» EXERCISE INSTRUCTIONS: Using the piece about Jason and superhero comics, explain why the writer thinks he fits miniseries or one-shots better than ongoing comics or a full show. Answer in one to three sentences.

+++ SUPPLIED TEXT

I was talking to a friend recently about the uniqueness of the comic medium. We lamented the fact that superhero comics have become kind of circular, and endless cycle of death and rebirth with no lasting consequences and nothing meaning anything. In fact, I wrote a post about a similar issue in X-Men comics and how Chris Claremont wanted endings in a medium without them. When it comes to DC, that seems especially applicable to Jason, because his character development is so constantly reversed. That’s why I think he’s better suited for things like miniseries or one shots – those end. The characters age and the story wraps up before it becomes necessary to recycle the plot, so Jason could grow in a way that the nature of comics just don’t allow. I’ve seen a lot of people indicate they want him to get a full show, but I don’t see that working out. With shows, there’s a similar issue to comics – there’s no clear end. And Jason needs an end to work. I said at the beginning that I thought he had potential as a character and that’s why I cared about him. But truth be told, that’s not it, either. Because for me, his potential is limited. Jason isn’t a character suited to comics as we know them. I find him interesting through to Under the Red Hood, and maybe a bit after that, if the focus is on him getting past his anger at Bruce…but not any longer than that. Not if he continues being a vigilante.

++++++
+++ DATA SECTION

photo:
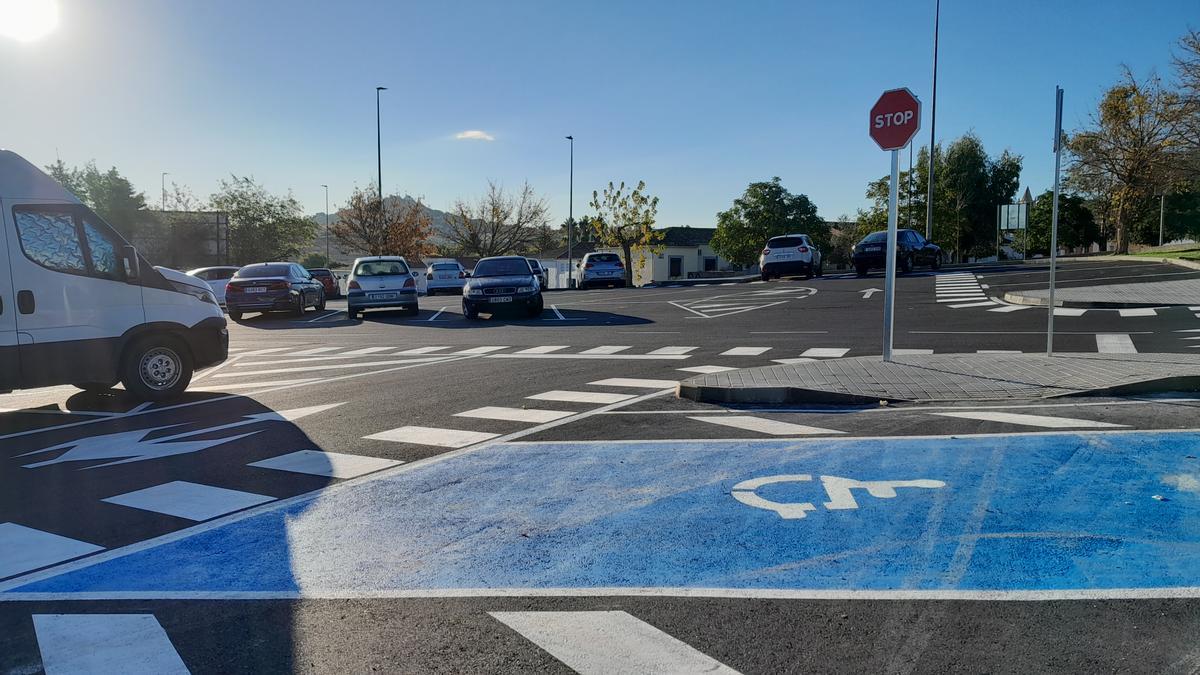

++++++

» FINAL ANSWER: Ongoing comics keep going in circles with no lasting consequences, so Jason's growth keeps getting reversed. Miniseries and one-shots end, with characters aging and the story wrapping up before the plot has to be recycled, which would let him grow. A show has the same problem as comics because it has no clear end, and Jason needs an end to work.